**Brief:** Copy the records from the line with "Kindly outline every instance of the pendant" through the line with "M 186 56 L 186", replacing "pendant light" with "hanging lamp" and changing nothing else.

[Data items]

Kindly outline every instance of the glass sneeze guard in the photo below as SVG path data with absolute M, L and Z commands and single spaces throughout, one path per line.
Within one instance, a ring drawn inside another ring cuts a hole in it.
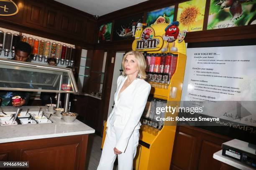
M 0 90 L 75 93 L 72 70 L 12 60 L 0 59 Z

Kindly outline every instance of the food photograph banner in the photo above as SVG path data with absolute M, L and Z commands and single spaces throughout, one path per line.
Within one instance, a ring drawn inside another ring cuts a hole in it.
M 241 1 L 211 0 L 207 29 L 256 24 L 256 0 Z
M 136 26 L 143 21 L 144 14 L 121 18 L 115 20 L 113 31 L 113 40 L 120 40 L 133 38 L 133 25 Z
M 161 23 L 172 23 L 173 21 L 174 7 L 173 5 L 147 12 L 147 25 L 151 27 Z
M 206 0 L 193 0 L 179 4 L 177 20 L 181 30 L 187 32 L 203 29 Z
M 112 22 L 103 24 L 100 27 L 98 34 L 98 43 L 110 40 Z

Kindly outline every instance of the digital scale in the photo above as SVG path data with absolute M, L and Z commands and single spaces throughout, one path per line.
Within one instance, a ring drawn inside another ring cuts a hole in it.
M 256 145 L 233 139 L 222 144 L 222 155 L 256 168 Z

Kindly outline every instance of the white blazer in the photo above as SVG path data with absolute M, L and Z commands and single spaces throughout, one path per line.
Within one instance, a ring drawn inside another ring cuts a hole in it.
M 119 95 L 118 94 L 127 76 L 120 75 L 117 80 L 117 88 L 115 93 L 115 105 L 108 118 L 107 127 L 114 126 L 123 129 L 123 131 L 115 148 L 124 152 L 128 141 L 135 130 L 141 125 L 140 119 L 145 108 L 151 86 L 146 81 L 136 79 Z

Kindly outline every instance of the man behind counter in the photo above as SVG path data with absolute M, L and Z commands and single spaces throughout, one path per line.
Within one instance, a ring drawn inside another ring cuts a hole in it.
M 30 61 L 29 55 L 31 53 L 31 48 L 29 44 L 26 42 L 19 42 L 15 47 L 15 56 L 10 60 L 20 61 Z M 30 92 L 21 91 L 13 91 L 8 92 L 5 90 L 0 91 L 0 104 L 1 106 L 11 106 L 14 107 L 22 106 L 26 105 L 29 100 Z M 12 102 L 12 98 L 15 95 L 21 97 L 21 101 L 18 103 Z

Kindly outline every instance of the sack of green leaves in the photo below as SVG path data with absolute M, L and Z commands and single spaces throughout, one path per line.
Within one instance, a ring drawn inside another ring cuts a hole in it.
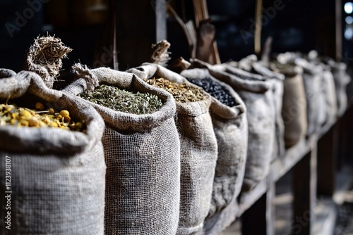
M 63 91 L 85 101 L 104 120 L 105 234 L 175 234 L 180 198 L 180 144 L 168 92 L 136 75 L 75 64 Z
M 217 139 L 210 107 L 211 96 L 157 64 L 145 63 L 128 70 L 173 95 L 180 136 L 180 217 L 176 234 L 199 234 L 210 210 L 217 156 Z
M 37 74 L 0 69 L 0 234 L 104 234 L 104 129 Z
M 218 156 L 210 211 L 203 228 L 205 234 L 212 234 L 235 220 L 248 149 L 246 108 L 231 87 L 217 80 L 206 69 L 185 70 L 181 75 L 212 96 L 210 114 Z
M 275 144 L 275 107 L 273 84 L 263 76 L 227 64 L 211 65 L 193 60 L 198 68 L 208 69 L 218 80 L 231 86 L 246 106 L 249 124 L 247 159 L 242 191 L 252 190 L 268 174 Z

* * *

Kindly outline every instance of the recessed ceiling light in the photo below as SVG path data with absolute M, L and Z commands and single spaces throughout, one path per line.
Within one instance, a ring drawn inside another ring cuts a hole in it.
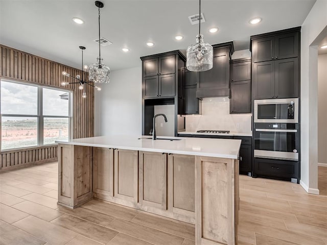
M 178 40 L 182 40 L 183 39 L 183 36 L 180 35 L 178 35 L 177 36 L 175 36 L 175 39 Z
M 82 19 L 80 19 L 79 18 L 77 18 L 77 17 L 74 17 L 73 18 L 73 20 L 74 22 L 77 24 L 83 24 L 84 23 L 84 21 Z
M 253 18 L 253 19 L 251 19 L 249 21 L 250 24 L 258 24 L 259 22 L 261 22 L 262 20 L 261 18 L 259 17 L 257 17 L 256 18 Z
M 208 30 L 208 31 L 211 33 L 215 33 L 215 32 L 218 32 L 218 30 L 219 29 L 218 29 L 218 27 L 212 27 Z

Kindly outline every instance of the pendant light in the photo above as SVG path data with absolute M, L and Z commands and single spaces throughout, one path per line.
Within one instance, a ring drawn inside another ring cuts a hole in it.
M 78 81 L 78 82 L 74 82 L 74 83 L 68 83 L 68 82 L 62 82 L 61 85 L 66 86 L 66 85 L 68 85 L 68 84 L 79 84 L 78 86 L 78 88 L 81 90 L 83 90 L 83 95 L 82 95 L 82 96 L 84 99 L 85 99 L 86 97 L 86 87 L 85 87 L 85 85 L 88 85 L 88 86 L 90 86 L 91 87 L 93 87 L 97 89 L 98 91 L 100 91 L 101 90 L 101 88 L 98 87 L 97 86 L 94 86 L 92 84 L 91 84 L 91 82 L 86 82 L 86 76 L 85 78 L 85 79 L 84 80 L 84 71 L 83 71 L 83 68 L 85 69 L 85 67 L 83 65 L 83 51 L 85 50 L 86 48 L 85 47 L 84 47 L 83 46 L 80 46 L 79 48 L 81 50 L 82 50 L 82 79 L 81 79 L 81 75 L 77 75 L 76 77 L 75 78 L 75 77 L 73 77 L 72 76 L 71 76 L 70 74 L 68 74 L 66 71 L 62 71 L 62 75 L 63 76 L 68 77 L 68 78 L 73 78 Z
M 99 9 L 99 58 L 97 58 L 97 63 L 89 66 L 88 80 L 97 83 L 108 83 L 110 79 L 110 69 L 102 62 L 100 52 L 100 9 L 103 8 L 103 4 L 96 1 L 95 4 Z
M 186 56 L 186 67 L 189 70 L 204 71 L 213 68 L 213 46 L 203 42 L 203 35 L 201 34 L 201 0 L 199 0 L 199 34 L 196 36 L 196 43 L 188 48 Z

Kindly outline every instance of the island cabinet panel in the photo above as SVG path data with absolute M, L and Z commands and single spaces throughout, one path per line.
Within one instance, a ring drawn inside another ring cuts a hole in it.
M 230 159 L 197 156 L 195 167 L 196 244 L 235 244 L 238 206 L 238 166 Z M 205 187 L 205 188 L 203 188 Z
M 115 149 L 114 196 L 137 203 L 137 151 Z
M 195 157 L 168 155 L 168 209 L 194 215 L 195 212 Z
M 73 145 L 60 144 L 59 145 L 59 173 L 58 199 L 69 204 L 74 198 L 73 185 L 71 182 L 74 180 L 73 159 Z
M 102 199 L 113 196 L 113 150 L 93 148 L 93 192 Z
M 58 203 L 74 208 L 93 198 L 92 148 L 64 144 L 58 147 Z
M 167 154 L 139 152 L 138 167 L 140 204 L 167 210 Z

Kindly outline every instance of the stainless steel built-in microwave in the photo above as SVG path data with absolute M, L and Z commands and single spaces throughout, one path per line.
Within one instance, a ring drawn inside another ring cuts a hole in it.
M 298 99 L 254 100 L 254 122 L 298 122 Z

--

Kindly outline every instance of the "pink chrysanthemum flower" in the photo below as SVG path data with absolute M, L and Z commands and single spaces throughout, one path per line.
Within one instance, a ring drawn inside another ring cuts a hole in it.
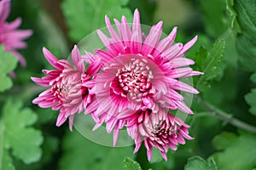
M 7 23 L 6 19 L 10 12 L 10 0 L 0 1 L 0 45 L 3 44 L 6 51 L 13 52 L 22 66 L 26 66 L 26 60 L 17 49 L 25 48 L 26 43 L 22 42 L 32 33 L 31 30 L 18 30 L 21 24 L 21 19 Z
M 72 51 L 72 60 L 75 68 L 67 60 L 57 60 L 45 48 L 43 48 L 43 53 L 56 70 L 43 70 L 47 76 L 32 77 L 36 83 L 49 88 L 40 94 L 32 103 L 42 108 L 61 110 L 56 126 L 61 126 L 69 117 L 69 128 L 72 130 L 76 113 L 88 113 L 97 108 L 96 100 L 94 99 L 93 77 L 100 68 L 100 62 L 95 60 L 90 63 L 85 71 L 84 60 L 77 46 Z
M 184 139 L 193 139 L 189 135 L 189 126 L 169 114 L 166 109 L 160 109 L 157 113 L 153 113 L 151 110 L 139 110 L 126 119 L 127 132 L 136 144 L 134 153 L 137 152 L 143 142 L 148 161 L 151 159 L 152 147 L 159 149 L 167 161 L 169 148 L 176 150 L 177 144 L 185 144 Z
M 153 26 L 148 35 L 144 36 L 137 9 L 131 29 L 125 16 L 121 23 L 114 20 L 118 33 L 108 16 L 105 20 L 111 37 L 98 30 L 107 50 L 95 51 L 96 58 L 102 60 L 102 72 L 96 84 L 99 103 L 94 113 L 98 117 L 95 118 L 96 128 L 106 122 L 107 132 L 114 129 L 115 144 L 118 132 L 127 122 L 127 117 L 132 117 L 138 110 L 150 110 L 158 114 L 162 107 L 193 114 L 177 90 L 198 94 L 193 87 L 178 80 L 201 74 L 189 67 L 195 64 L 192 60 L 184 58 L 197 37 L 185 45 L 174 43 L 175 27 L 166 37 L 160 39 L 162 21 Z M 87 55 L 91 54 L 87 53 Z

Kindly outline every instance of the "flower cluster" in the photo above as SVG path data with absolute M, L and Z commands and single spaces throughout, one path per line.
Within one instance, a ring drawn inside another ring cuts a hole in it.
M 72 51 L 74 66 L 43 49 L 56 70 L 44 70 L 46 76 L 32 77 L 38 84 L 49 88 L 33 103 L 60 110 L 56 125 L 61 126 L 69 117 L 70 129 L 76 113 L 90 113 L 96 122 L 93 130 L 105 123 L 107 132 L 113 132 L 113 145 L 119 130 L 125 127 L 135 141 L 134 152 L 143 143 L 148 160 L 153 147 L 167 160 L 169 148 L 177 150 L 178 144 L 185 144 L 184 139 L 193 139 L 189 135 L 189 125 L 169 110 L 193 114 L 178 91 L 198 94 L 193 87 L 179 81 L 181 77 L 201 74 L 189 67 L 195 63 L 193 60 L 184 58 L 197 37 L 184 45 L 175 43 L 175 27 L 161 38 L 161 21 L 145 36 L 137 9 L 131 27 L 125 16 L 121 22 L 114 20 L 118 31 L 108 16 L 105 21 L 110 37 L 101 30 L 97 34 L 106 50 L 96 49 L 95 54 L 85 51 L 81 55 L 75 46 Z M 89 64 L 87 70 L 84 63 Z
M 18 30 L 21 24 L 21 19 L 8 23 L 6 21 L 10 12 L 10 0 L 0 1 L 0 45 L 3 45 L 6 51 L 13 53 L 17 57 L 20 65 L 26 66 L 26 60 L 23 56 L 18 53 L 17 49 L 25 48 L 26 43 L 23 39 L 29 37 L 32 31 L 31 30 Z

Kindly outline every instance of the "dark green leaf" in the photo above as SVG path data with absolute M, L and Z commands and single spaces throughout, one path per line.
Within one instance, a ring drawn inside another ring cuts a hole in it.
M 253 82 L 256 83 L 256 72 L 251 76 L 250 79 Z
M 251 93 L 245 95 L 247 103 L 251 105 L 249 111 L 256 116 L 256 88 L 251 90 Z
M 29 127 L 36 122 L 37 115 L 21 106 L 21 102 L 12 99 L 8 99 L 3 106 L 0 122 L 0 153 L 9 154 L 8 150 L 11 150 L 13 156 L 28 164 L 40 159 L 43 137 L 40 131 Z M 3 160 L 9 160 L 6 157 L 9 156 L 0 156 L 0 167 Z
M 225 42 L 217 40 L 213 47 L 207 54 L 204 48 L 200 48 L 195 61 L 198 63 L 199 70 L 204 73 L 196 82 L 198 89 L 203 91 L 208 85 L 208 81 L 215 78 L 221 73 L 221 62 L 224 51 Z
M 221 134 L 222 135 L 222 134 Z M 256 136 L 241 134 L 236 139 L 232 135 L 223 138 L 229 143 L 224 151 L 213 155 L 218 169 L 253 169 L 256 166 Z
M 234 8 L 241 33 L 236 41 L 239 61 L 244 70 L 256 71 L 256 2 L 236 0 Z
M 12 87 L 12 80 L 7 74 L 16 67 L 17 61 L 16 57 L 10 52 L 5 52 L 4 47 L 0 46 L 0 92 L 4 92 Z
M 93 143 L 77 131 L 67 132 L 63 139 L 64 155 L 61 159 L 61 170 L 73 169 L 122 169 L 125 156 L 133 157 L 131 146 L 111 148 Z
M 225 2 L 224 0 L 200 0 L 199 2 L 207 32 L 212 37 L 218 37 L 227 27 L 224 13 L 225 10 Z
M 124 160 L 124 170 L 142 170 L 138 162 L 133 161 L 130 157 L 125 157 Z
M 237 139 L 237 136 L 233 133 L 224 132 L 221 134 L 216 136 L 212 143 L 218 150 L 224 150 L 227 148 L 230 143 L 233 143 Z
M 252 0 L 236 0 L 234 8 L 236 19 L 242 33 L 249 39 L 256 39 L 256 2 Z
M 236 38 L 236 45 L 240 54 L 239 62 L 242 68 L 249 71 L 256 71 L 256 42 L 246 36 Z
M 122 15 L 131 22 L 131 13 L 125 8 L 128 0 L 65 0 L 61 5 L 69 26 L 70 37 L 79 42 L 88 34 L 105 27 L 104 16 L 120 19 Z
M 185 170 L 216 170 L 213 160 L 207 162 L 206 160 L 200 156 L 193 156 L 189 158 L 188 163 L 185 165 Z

**Solution to this task:**
Kindly outline every instance of the hanging lamp in the photo above as SVG path data with absolute M, L and Z commands and single spaces throughout, one path per line.
Within one instance, a ring drawn inside another ring cuts a hole in it.
M 78 81 L 78 82 L 74 82 L 74 83 L 68 83 L 68 82 L 62 82 L 61 85 L 66 86 L 66 85 L 68 85 L 68 84 L 79 84 L 78 86 L 78 88 L 81 90 L 83 90 L 83 95 L 82 95 L 82 96 L 84 99 L 85 99 L 86 97 L 86 87 L 85 87 L 85 85 L 88 85 L 88 86 L 90 86 L 91 87 L 93 87 L 97 89 L 98 91 L 100 91 L 101 90 L 101 88 L 98 87 L 97 86 L 94 86 L 92 84 L 91 84 L 91 82 L 86 82 L 86 76 L 85 78 L 85 79 L 84 80 L 84 71 L 83 71 L 83 68 L 85 69 L 85 67 L 83 65 L 83 51 L 85 50 L 86 48 L 85 47 L 84 47 L 83 46 L 80 46 L 79 48 L 81 50 L 82 50 L 82 79 L 81 79 L 81 75 L 77 75 L 76 77 L 75 78 L 75 77 L 73 77 L 72 76 L 71 76 L 70 74 L 68 74 L 66 71 L 62 71 L 62 75 L 63 76 L 68 77 L 68 78 L 73 78 Z
M 99 9 L 99 58 L 97 58 L 97 63 L 89 66 L 88 80 L 97 83 L 108 83 L 110 79 L 110 69 L 102 62 L 100 52 L 100 9 L 103 8 L 103 4 L 96 1 L 95 4 Z
M 186 56 L 186 67 L 189 70 L 204 71 L 213 68 L 213 46 L 203 42 L 203 35 L 201 34 L 201 0 L 199 0 L 199 34 L 196 36 L 196 43 L 188 48 Z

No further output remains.